▶ [Kutipan Dokumen]:

Oleh: Muhammad Taufik
A.
Pendahuluan
Upaya manusia
untuk mengetahui segala sesuatu dan menjelaskan pengetahuan mengalami
tahap-tahap perkembangan (evolution)
dan perubahan (changs), baik masalah konsep maupun metodologi. Probelamatika
pengetahuan ini dibahas secara mendalam di dalam dunia filsafat. Fenomenologi
merupakan salah satu contoh abstraksi dari problematika tersebut. Ia tampil
dari pra-anggapan (pre judice) ketidaklayakan
metode-metode pendekatan yang ada terhadap pengetahuan.
Berangkat dari
sikap skeptis-metodologik, fenomenologi mengklaim dirinya sebagai metode baru
yang mampu menjembatani parsialitas metode-metode pendekatan yang telah ada.
Dalam kaitan ini, ada arti yang sempit bagi fenomenologi, yaitu arti sebagai
metode. Sebagai metode ia membentangkan langkah-langkah yang harus diambil
sehingga kita sampai kepada fenomena yang murni, kita harus mulai dari subyek
(manusia) serta kesadarannya dan berusaha untuk kembali kepada “kesadaran yang
murni”.[1]
Dalam konteks ini
problema yang menjadi pokok persoalan dalam fenomenologi adalah usaha untuk
mengkompromikan realitas dengan pikiran tentang realitas. Problema ini sungguh
akan menjadi sulit karena kita tidak dapat mengetahui realitas tanpa hubungan
dengan kesadaran kita, dan kita juga
tidak dapat mengetahui kesadaran tanpa hubungan dengan realitas itu sendiri.
B. Biografi Edmund Husserl
Edmund Husserl dilahirkan
di Prosswitz (Monravia) 1859[2],
dari keluarga Yahudi. Di universitas ia belajar ilmu alam, ilmu falak,
matematika, dan filsafat. Mula-mula ia di Leipzig, kemudian di Berlin dan Wina.

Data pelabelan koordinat
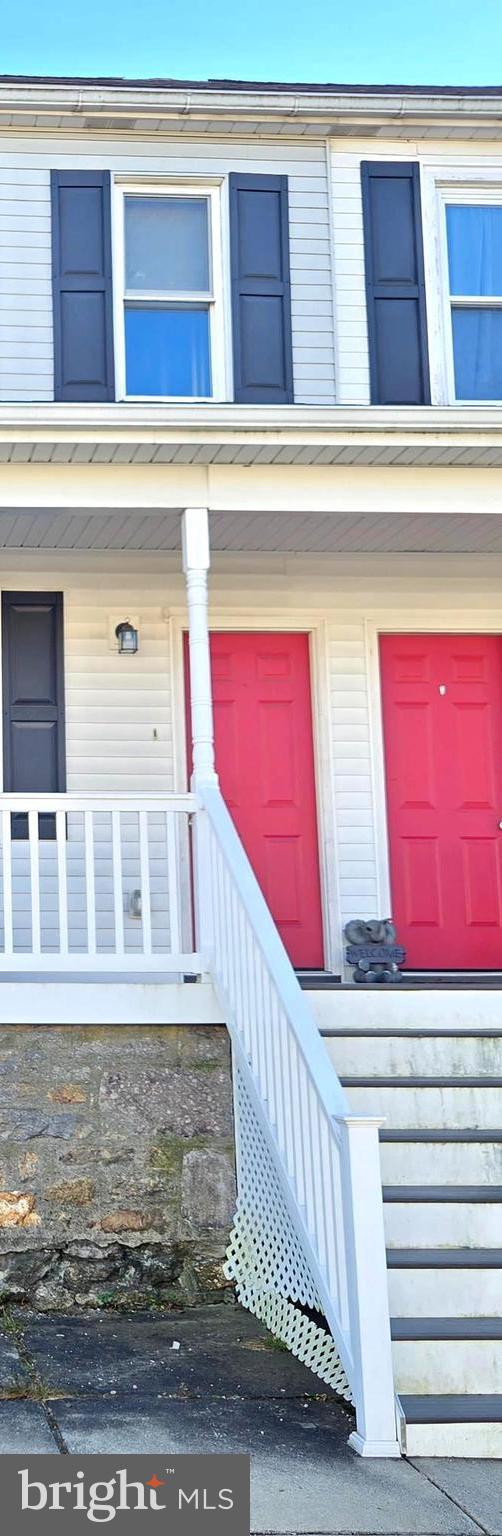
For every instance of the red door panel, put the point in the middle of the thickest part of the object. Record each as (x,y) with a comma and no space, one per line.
(264,759)
(442,728)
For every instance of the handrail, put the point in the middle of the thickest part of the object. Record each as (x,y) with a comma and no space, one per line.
(97,882)
(323,1160)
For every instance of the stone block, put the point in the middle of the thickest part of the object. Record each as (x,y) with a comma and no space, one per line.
(208,1191)
(17,1211)
(186,1103)
(72,1192)
(115,1157)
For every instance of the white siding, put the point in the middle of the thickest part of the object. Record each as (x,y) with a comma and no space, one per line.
(352,337)
(25,246)
(26,369)
(352,770)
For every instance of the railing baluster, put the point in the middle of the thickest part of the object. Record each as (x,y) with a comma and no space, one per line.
(34,880)
(172,883)
(145,883)
(6,870)
(118,899)
(62,882)
(89,880)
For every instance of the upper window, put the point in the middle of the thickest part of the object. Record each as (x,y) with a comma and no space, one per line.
(168,326)
(475,268)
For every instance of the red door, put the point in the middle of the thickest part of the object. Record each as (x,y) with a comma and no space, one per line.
(264,759)
(442,727)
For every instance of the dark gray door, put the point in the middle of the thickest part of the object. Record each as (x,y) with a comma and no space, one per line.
(33,698)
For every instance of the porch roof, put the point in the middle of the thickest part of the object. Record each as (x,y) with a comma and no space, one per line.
(252,435)
(238,532)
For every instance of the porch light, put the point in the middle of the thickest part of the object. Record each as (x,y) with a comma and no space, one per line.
(128,638)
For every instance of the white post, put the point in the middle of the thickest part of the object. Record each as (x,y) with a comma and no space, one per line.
(195,566)
(376,1432)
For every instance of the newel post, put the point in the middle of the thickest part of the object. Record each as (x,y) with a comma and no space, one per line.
(376,1433)
(195,566)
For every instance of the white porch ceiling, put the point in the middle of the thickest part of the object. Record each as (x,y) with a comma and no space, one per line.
(258,532)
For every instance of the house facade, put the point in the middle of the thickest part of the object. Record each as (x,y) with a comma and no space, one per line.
(251,472)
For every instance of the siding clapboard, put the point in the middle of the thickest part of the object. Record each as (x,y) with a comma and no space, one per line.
(25,246)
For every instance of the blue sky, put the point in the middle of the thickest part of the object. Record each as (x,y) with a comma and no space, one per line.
(439,42)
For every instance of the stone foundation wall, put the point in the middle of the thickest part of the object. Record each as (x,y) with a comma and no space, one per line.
(117,1177)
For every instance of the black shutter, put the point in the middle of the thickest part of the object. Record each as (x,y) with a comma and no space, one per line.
(33,698)
(261,307)
(82,284)
(395,283)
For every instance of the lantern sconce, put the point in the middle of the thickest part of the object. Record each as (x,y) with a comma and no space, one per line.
(126,638)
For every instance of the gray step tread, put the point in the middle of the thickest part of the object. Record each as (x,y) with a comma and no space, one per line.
(410,1034)
(444,1258)
(445,1327)
(439,1135)
(459,1409)
(444,1194)
(422,1082)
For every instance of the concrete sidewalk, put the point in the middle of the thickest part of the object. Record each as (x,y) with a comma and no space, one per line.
(211,1380)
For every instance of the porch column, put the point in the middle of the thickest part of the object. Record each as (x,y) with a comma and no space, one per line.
(195,566)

▶ [Tujuan]:
Tuliskan ulang kata demi kata bagian kutipan tentang fenomenologi, mulai dari "dan perubahan (changs), baik" sampai dengan "ada terhadap pengetahuan.".

▶ [Jawaban Tugas]:
dan perubahan (changs), baik masalah konsep maupun metodologi. Probelamatika
pengetahuan ini dibahas secara mendalam di dalam dunia filsafat. Fenomenologi
merupakan salah satu contoh abstraksi dari problematika tersebut. Ia tampil
dari pra-anggapan (pre judice) ketidaklayakan
metode-metode pendekatan yang ada terhadap pengetahuan.